Short problem:
Rewrite the items from the line holding "Can you spot the khaki" through the line holding "x=621, y=141", inclusive, keeping their requests and increasing every answer coordinate by 150. Give only those lines.

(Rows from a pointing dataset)
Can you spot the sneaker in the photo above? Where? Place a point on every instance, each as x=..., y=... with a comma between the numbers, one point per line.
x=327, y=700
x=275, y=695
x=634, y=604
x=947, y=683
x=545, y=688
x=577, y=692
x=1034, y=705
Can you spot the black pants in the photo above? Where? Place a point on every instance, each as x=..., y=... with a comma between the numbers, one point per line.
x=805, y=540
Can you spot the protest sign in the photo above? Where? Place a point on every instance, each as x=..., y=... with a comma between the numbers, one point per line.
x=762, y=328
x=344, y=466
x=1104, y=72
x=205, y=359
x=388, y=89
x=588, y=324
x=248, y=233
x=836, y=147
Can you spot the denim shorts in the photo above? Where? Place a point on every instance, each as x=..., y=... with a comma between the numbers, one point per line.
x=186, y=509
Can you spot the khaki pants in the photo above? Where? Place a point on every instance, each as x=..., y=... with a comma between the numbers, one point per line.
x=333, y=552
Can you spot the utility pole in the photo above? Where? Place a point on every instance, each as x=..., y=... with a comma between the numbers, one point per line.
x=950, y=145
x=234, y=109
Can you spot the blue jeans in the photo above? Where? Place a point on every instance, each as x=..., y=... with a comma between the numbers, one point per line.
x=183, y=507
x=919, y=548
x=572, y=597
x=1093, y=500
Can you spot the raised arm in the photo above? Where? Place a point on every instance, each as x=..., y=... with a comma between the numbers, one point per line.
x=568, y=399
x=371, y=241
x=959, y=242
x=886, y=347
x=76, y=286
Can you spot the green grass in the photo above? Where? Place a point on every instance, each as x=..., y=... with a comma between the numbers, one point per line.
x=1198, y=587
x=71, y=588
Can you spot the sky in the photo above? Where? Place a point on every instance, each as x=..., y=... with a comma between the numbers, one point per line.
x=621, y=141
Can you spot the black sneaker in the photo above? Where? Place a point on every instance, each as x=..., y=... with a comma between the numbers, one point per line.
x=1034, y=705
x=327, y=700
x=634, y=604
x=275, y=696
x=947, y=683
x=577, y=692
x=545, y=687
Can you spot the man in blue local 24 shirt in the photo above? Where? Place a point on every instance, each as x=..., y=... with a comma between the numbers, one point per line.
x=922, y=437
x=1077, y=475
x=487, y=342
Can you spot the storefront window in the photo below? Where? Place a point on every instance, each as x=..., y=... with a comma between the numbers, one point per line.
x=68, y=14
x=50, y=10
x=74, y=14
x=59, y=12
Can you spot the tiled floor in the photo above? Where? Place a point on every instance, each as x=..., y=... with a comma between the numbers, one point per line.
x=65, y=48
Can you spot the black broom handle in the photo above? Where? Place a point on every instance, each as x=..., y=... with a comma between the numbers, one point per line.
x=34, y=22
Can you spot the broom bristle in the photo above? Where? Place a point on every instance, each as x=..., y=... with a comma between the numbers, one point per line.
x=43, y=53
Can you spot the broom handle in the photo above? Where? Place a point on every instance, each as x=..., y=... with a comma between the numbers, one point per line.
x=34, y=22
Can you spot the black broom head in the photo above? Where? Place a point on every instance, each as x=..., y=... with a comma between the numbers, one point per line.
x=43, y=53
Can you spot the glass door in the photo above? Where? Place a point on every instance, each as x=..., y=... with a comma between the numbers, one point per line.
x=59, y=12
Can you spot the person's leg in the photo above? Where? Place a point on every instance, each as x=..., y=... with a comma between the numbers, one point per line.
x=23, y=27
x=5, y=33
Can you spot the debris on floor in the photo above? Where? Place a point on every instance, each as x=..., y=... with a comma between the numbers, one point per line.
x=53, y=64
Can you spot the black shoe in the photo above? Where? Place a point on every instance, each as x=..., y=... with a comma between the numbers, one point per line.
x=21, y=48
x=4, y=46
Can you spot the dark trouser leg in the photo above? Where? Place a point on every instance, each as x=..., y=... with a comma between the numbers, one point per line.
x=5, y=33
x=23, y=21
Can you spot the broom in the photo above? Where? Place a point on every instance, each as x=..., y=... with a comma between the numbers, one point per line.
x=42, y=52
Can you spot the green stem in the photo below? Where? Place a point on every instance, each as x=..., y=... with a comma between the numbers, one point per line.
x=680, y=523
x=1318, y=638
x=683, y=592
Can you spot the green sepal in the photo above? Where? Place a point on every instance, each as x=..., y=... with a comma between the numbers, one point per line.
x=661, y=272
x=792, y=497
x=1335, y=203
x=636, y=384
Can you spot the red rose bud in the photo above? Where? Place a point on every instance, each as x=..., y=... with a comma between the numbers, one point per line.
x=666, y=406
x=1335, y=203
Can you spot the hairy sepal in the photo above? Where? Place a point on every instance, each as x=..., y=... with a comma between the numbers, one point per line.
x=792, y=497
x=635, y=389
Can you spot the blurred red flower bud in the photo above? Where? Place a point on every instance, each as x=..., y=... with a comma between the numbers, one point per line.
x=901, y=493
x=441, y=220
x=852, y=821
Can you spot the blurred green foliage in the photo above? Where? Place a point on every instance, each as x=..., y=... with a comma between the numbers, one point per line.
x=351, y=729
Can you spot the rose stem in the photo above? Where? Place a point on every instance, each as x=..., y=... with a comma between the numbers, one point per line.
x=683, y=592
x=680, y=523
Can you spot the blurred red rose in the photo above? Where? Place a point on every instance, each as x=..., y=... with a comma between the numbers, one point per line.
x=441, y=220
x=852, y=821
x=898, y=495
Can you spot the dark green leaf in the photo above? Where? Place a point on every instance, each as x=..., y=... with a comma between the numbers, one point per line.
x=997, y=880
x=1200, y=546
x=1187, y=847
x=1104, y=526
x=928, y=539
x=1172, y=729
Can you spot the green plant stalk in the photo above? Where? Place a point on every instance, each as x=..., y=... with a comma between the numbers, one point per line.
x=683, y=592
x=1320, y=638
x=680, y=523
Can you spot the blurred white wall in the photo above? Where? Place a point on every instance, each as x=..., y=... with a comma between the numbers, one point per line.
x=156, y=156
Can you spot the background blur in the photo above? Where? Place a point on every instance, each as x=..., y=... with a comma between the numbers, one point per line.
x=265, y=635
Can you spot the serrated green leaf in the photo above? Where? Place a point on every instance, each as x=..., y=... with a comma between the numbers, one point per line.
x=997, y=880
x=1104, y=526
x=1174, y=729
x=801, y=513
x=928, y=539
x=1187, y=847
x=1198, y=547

Solution for this exercise:
Can you spot the khaki pants in the photo above? Where? Place a point on every instance, each as x=..., y=... with a comma between the numbers, one point per line.
x=483, y=702
Can you spot the utility pole in the photo above? Where? Place a point on every instance, each as x=..., y=... with a comma between the numbers, one point per line.
x=1100, y=295
x=384, y=259
Can you spot the blue jeans in the photo above? Where? Place a point on every instance, each as x=..., y=... with a comma between the numbers, one point per line.
x=333, y=657
x=1069, y=698
x=722, y=747
x=1243, y=650
Can you spot the raised arm in the photo above? Where? Place a point on every instance, each as x=..., y=... with a comma between the numbers, one point per line.
x=718, y=549
x=521, y=391
x=1109, y=392
x=1036, y=497
x=226, y=436
Can you spot the green grass in the photo above? Where? Place a point on every instance, each as x=..., y=... with a comma between the numbers, one point per line.
x=1348, y=737
x=221, y=738
Can you spot the sky in the photo above? Where? Place a point on every instance, each as x=..., y=... with a comma between the numbers, one point per line.
x=771, y=291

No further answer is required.